(TASK MATERIAL)

####################

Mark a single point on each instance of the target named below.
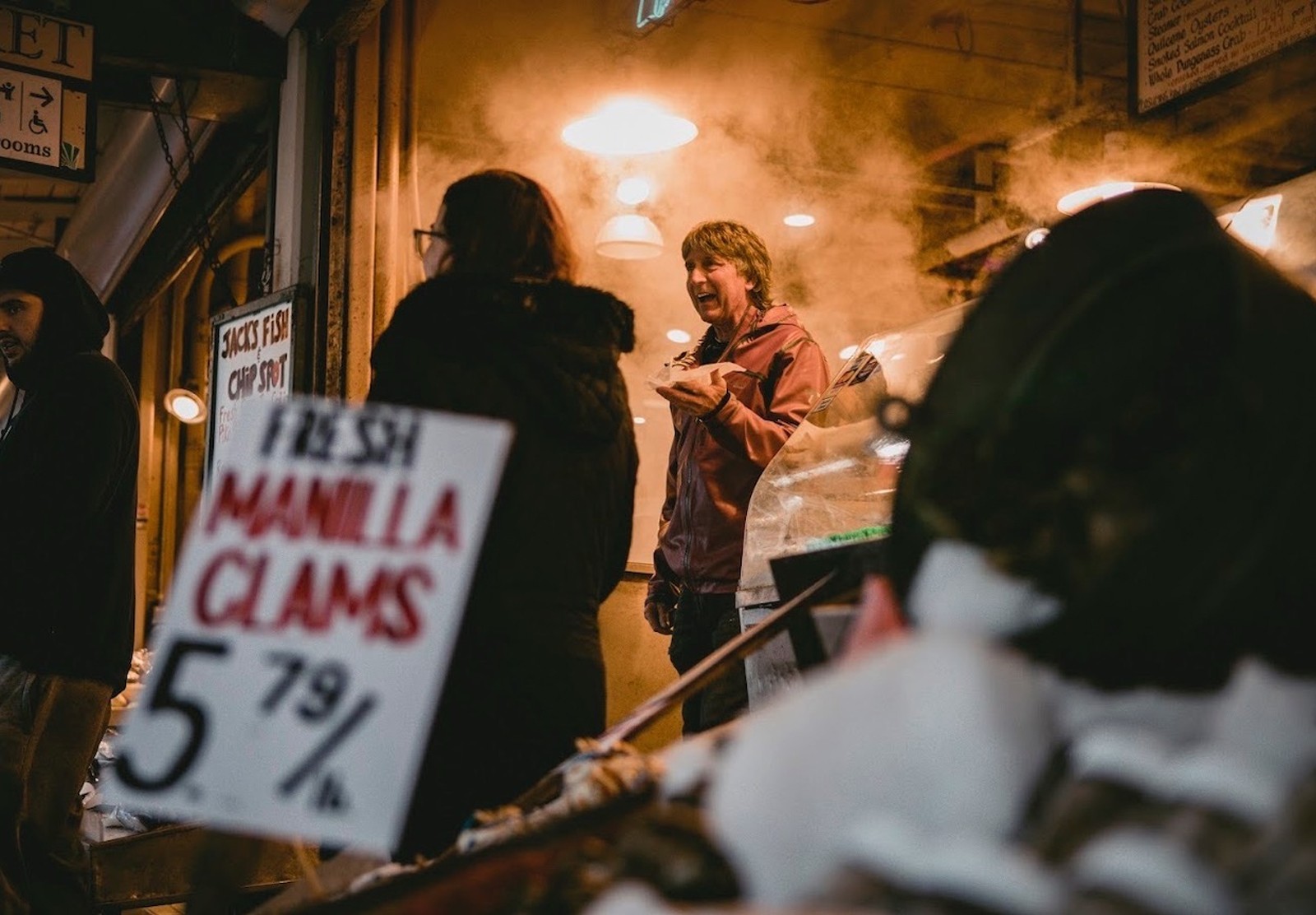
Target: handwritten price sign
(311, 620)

####################

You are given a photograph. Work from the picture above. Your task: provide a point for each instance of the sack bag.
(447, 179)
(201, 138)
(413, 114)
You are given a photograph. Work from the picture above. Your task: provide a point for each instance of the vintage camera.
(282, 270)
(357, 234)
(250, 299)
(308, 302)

####################

(GIVEN PROBLEM) Please tally the lines in the data above that contain the string "point", and reply with only the number.

(TASK ANSWER) 3